■ What the task asks ■
In the answer, every entry must appear exactly as given.

---*---

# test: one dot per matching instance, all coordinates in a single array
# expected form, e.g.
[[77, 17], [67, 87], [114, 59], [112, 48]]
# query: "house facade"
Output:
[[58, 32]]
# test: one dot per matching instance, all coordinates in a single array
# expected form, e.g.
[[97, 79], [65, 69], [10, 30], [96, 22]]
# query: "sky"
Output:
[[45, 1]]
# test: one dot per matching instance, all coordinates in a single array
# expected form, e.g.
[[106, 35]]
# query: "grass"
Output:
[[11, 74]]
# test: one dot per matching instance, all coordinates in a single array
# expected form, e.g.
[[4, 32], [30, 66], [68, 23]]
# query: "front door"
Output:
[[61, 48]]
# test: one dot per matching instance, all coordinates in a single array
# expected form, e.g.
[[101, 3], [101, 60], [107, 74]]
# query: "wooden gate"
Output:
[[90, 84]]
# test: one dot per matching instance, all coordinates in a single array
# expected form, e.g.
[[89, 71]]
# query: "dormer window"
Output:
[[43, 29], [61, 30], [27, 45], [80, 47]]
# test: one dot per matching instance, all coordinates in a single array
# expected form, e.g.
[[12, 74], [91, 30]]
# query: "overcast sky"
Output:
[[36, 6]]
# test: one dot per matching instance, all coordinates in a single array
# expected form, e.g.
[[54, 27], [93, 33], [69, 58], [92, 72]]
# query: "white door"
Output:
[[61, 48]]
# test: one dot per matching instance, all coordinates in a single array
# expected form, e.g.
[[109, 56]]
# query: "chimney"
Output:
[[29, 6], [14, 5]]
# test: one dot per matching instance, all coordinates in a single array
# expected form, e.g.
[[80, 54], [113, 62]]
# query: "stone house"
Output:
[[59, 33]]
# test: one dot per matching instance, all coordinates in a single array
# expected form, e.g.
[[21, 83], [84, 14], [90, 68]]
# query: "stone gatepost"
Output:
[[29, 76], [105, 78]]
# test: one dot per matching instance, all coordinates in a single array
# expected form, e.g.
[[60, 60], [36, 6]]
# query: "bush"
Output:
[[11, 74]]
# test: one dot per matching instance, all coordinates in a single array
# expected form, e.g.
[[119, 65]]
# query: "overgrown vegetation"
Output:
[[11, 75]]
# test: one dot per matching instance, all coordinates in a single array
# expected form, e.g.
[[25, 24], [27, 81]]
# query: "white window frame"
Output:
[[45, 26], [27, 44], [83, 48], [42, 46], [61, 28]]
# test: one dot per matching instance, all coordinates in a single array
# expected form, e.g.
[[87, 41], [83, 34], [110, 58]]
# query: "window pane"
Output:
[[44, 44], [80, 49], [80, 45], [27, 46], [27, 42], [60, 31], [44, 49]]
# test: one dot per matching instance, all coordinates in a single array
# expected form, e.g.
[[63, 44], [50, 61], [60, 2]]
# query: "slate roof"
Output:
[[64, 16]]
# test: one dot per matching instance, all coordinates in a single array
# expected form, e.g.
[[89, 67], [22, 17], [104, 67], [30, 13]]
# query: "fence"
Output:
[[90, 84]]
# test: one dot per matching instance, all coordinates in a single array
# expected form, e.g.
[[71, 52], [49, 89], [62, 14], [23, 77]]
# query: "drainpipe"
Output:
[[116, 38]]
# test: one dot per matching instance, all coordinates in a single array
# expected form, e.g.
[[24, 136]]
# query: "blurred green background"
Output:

---*---

■ Expected answer ■
# test: one dot per matching instance, all coordinates in a single array
# expected form, e.g.
[[77, 17], [67, 87], [114, 59], [112, 48]]
# query: "house facade"
Output:
[[58, 32]]
# test: one dot per matching instance, all coordinates in a single array
# expected form, e.g.
[[97, 79], [65, 69], [10, 30], [96, 22]]
# query: "sky"
Output:
[[45, 1]]
# test: one dot per matching instance, all coordinates in a single array
# expected form, e.g.
[[106, 35]]
# query: "grass"
Output:
[[11, 74]]
# test: one dot per matching instance, all coordinates in a single array
# expected form, e.g.
[[4, 32], [30, 66], [68, 23]]
# query: "front door"
Output:
[[61, 48]]
# test: one dot per matching instance, all coordinates in a single array
# expected form, e.g.
[[101, 3], [101, 60], [107, 74]]
# query: "wooden gate"
Output:
[[90, 84]]
# test: one dot per matching instance, all coordinates in a single array
# expected form, e.g.
[[89, 71]]
# query: "dormer window"
Output:
[[43, 29], [61, 30], [27, 45], [80, 47]]
# test: one dot per matching instance, all coordinates in a single array
# expected form, e.g.
[[12, 74], [91, 30]]
# query: "overcast sky"
Output:
[[36, 6]]
# test: one dot per matching instance, all coordinates in a single array
# expected form, e.g.
[[54, 27], [93, 33], [69, 58], [92, 72]]
# query: "white door"
Output:
[[61, 48]]
# test: one dot per matching instance, all coordinates in a single array
# expected form, e.g.
[[109, 56]]
# query: "chimney"
Output:
[[29, 6], [14, 5]]
# test: one dot per matching instance, all coordinates in a single array
# expected form, e.g.
[[80, 54], [113, 62]]
# query: "stone house"
Output:
[[59, 33]]
# test: one dot per matching instance, all coordinates in a single array
# expected form, e.g.
[[21, 83], [84, 14], [90, 68]]
# query: "stone gatepost"
Output:
[[29, 76], [105, 78]]
# test: one dot per matching instance, all coordinates in a single array
# expected form, e.g.
[[60, 60], [36, 6]]
# query: "bush"
Output:
[[11, 74]]
# test: one dot per matching instance, all coordinates in a single array
# expected form, e.g.
[[119, 65]]
# query: "overgrown vegetation"
Output:
[[11, 75]]
# test: one dot per matching instance, all coordinates in a single array
# expected form, e.g.
[[25, 24], [27, 81]]
# query: "white window frame"
Output:
[[45, 26], [27, 44], [83, 48], [42, 46], [61, 28]]
# test: one dot per matching instance, all coordinates in a single array
# expected form, e.g.
[[87, 41], [83, 34], [110, 58]]
# query: "window pane"
Output:
[[44, 44], [80, 49], [80, 45], [27, 46], [27, 42], [60, 31], [44, 49]]
# test: one dot per matching instance, all coordinates in a single array
# expected form, e.g.
[[63, 44], [50, 61], [60, 2]]
# query: "slate roof"
Output:
[[64, 16]]
# test: one dot per matching instance, all coordinates in a single array
# expected form, e.g.
[[89, 67], [22, 17], [104, 67], [30, 13]]
# query: "fence"
Output:
[[90, 84]]
# test: one dot per matching instance, all coordinates in a single array
# expected form, e.g.
[[71, 52], [49, 89], [62, 14], [23, 77]]
# query: "drainpipe"
Output:
[[116, 38]]
# test: one dot per matching instance, all coordinates in a single array
# expected form, e.g.
[[24, 136]]
# query: "blurred green background"
Output:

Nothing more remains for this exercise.